##### Trecho

10 Março 2014
É preciso que se difunda um novo modo – mais crível e concreto – de ser testemunhas do Evangelho, se não queremos que a revolução do Papa Francisco conheça o destino daquele grafite que apareceu nos muros de Roma no fim de janeiro, uma caricatura do papa vestido como Super-Homem.
Publicamos aqui o editorial da edição de março da revista Popoli, dos jesuítas italianos. A tradução é de Moisés Sbardelotto.
Eis o texto.
Há um modo para diluir ou até mesmo sufocar a revolução iniciada pelo Papa Francisco no dia 13 de marco de 2013. Vimos esse modo em obra continuamente nestes meses e atende pelo nome – feio, mas eficaz – de "papolatria".
Explicava Otto Kallscheuer, filósofo católico alemão, na sequência da renúncia de Bento XVI, decisão que representou a radical negação de tal fenômeno: "A identificação da Igreja com o papa, depois do Concílio Vaticano I, sofreu uma concentração ainda mais acentuada pela sociedade das mídias, em formas nunca antes registradas. Antes, no máximo, o papa era um monarca espiritual dentre muitos outros, e nem mesmo com um poder tão grande sobre a Igreja. A 'papolatria', ao invés, é fruto da modernidade" (Il Foglio, 18 de fevereiro de 2013).
Justamente por estar conectada à modernidade no seu conjunto, e não apenas à dimensão religiosa, essa dinâmica está em ação também em muitos outros âmbitos: sabemos bem, por exemplo, como é pervasiva a personalização no mundo da política, a busca obsessiva e sempre irremediavelmente decepcionante de um líder taumatúrgico ao qual se pode confiar a salvação própria e alheia.

##########
##### Itens apresentados

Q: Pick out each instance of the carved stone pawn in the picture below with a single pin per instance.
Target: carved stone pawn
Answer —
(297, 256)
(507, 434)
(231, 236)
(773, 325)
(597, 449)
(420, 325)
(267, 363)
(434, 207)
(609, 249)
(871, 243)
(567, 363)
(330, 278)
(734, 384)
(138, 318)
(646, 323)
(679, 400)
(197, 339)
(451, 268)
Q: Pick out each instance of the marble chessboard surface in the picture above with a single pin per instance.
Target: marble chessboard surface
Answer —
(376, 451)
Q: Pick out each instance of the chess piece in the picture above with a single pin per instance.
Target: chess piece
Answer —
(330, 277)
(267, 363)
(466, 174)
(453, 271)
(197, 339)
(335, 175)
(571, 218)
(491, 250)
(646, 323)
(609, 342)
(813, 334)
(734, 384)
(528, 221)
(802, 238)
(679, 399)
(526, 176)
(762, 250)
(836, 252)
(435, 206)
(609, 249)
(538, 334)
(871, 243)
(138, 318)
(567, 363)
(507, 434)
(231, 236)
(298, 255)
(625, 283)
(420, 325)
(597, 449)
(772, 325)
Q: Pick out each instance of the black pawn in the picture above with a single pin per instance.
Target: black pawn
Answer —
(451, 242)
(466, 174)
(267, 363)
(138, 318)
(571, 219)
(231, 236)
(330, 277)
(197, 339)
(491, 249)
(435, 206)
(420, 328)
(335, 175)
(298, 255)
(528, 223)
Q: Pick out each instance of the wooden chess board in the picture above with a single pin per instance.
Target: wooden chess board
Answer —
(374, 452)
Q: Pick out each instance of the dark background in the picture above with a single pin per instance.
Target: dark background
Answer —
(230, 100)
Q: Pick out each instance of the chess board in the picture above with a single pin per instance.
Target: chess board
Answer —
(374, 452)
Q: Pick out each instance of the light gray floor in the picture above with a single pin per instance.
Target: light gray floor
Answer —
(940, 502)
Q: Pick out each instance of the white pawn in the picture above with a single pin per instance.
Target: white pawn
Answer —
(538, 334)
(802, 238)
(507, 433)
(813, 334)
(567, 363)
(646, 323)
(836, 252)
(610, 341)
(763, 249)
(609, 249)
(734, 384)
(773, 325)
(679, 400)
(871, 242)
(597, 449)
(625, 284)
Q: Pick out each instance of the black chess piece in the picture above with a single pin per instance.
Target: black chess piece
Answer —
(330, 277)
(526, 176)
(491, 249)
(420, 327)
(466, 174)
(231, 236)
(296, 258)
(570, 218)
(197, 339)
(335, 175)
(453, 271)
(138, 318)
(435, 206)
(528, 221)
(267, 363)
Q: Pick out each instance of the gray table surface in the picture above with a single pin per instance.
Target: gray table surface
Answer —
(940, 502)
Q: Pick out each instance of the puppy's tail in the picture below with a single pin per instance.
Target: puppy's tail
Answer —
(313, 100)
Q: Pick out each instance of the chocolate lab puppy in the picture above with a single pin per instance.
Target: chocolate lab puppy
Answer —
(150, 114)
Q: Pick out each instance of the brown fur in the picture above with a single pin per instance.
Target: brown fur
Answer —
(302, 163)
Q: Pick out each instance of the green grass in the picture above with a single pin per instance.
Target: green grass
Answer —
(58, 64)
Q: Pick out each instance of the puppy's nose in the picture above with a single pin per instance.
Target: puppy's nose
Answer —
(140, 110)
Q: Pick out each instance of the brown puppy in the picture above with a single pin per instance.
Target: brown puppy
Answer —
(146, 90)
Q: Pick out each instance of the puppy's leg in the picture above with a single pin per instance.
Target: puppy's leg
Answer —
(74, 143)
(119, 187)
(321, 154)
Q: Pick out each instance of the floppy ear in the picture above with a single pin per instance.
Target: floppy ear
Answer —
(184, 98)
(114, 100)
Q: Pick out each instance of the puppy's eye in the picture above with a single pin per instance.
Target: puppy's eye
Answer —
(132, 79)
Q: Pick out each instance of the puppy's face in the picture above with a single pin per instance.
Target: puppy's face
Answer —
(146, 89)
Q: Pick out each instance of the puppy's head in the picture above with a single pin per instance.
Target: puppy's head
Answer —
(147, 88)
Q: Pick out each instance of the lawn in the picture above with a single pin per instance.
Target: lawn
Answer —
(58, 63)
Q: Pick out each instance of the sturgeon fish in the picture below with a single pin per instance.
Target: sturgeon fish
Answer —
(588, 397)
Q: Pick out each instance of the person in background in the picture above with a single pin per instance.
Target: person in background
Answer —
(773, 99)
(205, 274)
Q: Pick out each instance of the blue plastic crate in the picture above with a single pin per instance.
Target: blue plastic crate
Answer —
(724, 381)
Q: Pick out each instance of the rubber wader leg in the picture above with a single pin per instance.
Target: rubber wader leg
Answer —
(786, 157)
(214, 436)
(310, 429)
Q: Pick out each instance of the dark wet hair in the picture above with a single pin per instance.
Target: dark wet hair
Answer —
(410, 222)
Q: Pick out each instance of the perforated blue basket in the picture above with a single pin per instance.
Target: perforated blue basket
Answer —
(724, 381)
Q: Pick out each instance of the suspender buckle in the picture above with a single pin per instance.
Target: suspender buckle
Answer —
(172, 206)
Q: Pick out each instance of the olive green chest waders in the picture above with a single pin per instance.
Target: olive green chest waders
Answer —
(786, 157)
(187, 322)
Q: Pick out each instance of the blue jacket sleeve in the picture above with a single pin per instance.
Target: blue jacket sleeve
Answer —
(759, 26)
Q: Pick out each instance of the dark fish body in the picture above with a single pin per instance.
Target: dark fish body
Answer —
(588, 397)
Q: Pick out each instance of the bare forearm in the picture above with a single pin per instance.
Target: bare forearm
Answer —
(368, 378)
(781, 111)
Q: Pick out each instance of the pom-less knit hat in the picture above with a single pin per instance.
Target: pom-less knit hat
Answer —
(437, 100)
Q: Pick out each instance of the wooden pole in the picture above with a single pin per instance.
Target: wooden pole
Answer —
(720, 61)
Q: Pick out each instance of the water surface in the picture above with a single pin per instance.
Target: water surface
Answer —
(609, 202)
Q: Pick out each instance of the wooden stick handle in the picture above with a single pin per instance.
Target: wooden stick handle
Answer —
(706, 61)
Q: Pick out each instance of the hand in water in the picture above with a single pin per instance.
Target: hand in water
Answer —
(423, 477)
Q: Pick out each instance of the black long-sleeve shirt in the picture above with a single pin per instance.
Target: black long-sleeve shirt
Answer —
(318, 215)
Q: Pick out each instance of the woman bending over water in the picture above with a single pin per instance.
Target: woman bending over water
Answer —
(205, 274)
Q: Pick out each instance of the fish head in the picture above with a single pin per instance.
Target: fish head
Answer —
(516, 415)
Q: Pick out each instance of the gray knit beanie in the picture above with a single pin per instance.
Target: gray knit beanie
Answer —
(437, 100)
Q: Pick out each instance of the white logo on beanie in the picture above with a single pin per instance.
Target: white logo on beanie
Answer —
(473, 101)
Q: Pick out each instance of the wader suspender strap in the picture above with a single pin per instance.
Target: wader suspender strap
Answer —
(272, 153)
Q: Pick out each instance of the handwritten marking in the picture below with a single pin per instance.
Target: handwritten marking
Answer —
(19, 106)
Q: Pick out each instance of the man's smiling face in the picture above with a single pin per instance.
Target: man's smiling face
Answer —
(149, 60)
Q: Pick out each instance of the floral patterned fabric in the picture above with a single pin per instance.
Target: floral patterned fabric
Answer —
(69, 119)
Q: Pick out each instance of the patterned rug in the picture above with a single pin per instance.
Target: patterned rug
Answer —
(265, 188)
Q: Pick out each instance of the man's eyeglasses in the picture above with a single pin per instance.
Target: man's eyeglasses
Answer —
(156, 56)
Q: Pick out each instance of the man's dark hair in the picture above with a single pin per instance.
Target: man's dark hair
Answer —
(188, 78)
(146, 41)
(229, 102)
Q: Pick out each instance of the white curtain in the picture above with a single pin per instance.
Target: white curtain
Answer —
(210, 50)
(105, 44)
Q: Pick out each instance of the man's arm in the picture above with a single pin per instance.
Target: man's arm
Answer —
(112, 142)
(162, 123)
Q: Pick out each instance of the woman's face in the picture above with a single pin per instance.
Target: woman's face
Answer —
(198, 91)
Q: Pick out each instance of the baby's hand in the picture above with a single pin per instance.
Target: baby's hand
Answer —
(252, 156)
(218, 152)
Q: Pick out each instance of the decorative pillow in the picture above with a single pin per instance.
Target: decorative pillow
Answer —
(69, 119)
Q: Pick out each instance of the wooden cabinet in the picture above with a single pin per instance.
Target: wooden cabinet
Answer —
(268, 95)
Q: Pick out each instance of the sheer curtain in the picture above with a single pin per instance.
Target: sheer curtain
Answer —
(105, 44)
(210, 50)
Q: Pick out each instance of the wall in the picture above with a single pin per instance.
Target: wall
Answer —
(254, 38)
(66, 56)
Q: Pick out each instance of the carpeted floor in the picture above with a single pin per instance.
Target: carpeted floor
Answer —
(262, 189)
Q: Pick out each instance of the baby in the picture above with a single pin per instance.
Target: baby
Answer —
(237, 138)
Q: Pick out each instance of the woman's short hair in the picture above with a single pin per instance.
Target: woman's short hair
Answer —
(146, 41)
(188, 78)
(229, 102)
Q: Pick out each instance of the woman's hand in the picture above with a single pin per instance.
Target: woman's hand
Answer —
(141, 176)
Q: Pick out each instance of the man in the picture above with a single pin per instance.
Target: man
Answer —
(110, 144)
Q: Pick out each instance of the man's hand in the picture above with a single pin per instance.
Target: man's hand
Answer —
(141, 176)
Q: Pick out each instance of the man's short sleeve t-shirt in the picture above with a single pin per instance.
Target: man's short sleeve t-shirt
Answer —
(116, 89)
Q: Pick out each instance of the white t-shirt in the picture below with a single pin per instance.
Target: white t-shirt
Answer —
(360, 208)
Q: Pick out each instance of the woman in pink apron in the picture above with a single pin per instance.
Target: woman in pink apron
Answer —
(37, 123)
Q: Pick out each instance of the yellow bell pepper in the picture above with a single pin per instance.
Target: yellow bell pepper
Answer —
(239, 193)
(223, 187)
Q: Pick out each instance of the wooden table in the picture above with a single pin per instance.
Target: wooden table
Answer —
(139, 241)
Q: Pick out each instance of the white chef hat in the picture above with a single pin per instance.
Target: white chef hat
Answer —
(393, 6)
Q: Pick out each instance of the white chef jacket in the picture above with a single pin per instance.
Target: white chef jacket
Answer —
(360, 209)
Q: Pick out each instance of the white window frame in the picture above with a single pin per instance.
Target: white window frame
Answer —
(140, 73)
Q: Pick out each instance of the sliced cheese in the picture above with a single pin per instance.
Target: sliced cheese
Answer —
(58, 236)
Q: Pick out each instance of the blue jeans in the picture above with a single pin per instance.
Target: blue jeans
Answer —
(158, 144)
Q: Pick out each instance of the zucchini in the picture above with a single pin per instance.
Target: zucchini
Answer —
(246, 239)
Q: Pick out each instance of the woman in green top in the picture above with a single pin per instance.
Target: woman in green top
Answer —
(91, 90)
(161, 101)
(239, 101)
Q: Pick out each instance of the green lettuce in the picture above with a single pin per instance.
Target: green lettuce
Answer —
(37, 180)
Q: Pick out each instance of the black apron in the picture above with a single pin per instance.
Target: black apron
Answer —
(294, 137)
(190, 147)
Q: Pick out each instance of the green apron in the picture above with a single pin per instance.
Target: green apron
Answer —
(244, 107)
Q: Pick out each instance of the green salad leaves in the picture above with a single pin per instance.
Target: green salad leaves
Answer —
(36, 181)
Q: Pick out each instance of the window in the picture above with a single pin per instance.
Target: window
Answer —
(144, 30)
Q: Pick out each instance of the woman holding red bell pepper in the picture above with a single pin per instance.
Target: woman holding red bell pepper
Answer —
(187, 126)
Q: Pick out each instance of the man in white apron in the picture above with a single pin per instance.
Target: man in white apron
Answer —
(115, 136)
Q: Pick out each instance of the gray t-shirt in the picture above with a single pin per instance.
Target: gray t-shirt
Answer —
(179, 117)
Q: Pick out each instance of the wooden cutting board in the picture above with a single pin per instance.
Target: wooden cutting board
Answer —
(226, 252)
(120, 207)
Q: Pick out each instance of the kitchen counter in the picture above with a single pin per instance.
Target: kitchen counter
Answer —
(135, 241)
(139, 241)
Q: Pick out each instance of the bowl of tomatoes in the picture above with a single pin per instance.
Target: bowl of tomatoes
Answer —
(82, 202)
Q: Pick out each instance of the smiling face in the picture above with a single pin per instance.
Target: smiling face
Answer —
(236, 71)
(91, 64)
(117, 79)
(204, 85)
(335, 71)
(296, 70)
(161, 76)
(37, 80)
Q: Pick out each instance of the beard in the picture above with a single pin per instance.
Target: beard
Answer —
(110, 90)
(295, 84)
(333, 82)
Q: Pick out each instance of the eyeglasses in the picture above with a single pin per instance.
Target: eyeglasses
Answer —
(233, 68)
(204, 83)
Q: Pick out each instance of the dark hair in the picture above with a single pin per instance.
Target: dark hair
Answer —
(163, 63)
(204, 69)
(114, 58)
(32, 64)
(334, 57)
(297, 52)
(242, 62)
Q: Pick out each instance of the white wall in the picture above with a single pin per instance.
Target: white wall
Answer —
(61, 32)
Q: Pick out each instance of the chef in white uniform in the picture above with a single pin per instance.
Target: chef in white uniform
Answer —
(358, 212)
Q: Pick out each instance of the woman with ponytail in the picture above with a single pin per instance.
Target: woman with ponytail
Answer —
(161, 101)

##########

*Tarefas do exercício*.
1. Por favor, reproduza sem alterações a parte do editorial sobre a papolatria que começa nas palavras "10 Março 2014" e vai até "de Moisés Sbardelotto.", inclusive.
2. Como o editorial sobre a papolatria descreve Otto Kallscheuer?
3. Dê continuidade ao editorial sobre a papolatria a partir da última frase apresentada.

*Respostas do exercício*.
1.
10 Março 2014
É preciso que se difunda um novo modo – mais crível e concreto – de ser testemunhas do Evangelho, se não queremos que a revolução do Papa Francisco conheça o destino daquele grafite que apareceu nos muros de Roma no fim de janeiro, uma caricatura do papa vestido como Super-Homem.
Publicamos aqui o editorial da edição de março da revista Popoli, dos jesuítas italianos. A tradução é de Moisés Sbardelotto.

2. Como filósofo católico alemão.

3.
O papa argentino – digamo-lo para evitar equívocos – com o seu estilo sóbrio e o seu exercício do poder como serviço, não faz nada para alimentar o culto à personalidade. E é compreensível que um pontífice que veio "do fim do mundo", principalmente de modos tão insólitos, desperte curiosidade. De fato, já sabemos tudo sobre Jorge Mario Bergoglio, graças também ao impressionante boom editorial destes meses (feito de algumas ótimas publicações e de muitas operações de marketing religioso).
Mas – passado um ano desde aquele célebre "Boa noite" da sacada de São Pedro – chegou o momento de olhar não só para o Vaticano e pôr sobre os refletores (não midiáticos, mas da consciência) também as nossas relações, o nosso estilo de vida, as nossas escolhas pessoais e coletivas.
As oportunidades para esse exercício não faltam. Todos nós acompanhamos com emoção a histórica visita do papa a Lampedusa e o seu grito contra a globalização da indiferença: desde então, algo mudou no nosso modo de combater a marginalidade e as injustiças estruturais, como indivíduos, como Igreja, como comunidade política?
Também foi impressionante, em setembro, a mobilização mundial que se seguiu à proposta do papa de um jejum pela paz na Síria: e, depois, que herança de compromisso pela paz essa iniciativa deixou?
Francisco também está trabalhando por uma gestão mais transparente e ética das finanças vaticanas: é um imperativo que assumimos como nosso, nas nossas escolhas de consumo e de investimento?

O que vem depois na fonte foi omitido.